# SHORT EXERCISE:
Give back exactly the lines from the one containing "# test: mark the race" through the end of the records, including both, and no others.

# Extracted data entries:
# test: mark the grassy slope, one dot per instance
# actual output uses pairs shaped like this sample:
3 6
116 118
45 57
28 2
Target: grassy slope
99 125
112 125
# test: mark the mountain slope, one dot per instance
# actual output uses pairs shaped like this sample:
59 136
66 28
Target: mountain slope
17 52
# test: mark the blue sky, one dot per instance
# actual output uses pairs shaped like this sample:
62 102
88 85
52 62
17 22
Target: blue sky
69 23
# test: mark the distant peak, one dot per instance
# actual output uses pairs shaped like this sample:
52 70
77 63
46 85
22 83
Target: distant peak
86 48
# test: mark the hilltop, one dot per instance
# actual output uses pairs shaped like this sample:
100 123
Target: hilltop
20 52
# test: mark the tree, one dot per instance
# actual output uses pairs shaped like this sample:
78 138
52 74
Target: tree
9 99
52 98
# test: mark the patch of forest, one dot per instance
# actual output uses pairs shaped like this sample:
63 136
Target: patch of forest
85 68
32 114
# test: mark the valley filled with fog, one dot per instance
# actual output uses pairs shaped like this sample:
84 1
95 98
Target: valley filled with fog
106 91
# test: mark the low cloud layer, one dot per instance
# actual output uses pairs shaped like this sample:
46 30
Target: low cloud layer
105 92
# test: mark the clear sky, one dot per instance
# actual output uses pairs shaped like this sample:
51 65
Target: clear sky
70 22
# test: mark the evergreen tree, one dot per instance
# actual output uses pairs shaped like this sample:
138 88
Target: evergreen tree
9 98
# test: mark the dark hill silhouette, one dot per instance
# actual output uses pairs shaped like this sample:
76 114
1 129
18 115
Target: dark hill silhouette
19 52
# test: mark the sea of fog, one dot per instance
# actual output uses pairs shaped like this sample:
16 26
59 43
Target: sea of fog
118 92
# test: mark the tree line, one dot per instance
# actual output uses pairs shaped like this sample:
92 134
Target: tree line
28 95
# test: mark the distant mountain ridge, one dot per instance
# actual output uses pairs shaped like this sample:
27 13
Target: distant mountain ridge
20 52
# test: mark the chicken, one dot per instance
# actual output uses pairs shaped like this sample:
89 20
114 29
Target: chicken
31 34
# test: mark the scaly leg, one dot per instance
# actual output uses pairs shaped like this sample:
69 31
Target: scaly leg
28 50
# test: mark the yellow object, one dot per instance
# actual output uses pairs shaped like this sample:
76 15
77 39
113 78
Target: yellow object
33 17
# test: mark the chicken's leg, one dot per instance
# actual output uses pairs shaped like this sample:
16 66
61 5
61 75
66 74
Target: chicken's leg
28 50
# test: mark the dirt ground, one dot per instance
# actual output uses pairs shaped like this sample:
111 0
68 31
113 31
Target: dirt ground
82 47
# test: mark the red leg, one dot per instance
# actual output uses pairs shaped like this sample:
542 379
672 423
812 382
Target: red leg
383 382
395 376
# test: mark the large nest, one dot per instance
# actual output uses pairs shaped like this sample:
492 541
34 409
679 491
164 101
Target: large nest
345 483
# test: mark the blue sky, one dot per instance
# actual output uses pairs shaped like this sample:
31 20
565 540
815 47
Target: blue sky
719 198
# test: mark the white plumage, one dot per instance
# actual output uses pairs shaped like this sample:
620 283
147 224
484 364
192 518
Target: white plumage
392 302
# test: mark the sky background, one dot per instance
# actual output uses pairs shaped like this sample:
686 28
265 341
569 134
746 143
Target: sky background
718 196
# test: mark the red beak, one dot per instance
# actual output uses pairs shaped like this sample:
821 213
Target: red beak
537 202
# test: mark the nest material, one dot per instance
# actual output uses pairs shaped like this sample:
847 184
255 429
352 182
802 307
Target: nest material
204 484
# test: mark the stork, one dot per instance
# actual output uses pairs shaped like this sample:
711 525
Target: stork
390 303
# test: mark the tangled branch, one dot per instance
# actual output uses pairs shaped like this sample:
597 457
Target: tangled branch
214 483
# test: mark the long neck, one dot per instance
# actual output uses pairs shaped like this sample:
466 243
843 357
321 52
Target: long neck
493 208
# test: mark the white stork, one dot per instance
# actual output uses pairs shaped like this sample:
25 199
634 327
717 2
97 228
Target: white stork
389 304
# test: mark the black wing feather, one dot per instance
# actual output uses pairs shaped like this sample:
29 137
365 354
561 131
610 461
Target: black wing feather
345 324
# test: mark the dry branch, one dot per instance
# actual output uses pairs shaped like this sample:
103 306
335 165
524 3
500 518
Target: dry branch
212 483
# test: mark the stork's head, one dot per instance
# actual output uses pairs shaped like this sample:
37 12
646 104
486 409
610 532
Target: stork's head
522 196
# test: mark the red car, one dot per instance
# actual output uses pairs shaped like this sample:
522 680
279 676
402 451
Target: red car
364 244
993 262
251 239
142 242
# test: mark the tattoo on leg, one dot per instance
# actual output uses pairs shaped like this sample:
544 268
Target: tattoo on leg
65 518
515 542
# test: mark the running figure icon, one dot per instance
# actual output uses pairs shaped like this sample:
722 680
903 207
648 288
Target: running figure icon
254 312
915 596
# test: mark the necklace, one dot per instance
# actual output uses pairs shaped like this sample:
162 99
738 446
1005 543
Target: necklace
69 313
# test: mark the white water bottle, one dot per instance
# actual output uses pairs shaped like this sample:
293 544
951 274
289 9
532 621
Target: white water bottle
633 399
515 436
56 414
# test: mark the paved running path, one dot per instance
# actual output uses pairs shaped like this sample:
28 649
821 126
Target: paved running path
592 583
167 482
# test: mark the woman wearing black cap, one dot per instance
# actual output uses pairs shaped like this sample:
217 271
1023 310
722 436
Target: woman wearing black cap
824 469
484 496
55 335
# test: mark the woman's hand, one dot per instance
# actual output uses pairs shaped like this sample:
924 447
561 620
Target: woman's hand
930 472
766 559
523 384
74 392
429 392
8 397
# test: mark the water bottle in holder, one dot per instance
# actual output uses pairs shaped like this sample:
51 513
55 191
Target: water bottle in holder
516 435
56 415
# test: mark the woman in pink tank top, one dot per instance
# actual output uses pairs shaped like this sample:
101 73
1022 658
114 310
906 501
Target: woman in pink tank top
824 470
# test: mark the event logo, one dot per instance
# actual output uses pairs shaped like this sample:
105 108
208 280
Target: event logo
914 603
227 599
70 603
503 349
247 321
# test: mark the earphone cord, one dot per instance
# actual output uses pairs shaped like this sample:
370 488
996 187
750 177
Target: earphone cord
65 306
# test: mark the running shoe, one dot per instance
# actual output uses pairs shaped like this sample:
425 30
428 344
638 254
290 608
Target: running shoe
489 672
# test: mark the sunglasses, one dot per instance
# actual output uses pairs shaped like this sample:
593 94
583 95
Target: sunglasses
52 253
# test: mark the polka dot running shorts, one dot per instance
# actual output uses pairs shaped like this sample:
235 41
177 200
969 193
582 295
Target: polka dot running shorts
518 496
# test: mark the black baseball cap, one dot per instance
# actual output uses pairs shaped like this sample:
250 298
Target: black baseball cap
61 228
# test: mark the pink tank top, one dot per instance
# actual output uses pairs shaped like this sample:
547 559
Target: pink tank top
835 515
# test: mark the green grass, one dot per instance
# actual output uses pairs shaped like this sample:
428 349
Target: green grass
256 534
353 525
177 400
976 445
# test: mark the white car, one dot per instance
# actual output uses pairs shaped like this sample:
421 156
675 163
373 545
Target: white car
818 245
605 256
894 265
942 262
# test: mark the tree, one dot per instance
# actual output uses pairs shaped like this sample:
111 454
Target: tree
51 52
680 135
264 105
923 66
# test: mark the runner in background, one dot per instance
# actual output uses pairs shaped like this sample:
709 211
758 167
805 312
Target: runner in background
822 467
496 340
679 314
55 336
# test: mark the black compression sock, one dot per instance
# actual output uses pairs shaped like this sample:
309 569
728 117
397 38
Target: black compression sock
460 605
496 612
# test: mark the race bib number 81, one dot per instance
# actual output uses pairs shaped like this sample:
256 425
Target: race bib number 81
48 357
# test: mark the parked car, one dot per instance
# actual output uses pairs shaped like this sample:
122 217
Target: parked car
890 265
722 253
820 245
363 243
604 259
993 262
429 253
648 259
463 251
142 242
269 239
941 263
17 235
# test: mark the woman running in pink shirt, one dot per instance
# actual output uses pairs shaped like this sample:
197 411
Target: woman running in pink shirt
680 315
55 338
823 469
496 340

# COMPLETED TASK:
# test: mark the race bib number 81, one dot per instance
# actual output uses pairs shaped like this sample:
256 425
Target: race bib number 81
48 357
# test: mark the parked car, one dot per instance
# actual output uses pairs shaped like this sample:
122 217
Target: parked car
890 265
722 253
820 245
363 243
604 259
993 262
429 253
648 259
463 251
142 242
269 239
941 263
17 235
# test: mark the woman running in pink shirt, one dot per instance
# actual output uses pairs shaped like this sample:
197 411
Target: woman running in pink shirt
680 315
55 338
823 469
496 340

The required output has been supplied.